───── Data provided
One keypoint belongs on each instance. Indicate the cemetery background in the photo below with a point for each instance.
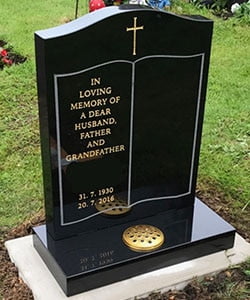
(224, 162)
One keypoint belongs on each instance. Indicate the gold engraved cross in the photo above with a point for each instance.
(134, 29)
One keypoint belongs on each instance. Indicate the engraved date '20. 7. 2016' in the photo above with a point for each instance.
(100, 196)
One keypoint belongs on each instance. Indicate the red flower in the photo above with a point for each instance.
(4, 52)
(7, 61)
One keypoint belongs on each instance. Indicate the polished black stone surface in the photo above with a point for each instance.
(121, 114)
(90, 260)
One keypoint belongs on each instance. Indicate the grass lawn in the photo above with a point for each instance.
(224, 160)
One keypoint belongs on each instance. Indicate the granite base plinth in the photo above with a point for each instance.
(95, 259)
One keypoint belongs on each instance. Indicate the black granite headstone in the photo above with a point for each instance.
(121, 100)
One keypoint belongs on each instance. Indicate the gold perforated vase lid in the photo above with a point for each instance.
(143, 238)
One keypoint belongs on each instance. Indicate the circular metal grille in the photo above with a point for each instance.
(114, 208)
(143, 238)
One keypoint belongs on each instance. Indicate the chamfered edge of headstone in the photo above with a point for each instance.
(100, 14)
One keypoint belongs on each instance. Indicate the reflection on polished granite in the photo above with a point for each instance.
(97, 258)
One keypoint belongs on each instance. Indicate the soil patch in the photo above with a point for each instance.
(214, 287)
──────────
───── Data provided
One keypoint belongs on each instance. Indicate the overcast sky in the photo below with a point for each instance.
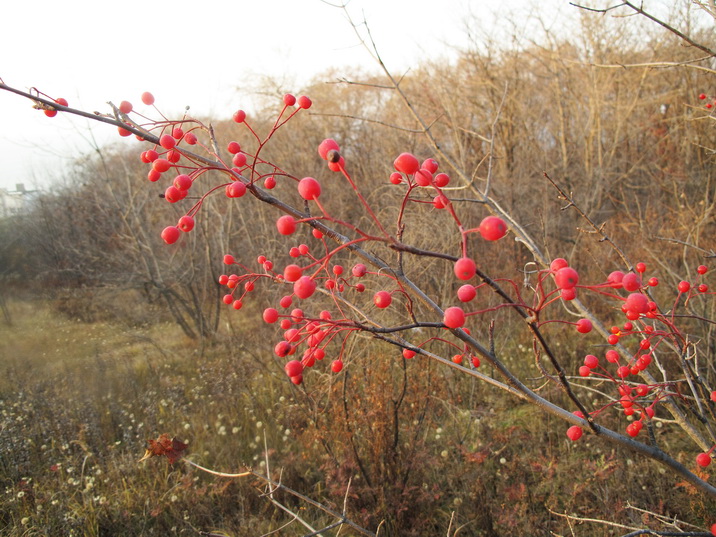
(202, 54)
──────────
▸ Problem requirements
Find each line in the material above that contains the word "headstone" and copy those lines in full. Case counts, so only that exact capitalization qualifies.

▸ Written answer
One keypoint belongs on each instance. Indicate the black granite headstone in the photo above with a point for each instance.
One keypoint belongs on each instance. Indicate the chamfered edge of headstone in the photo above with a point for each instance.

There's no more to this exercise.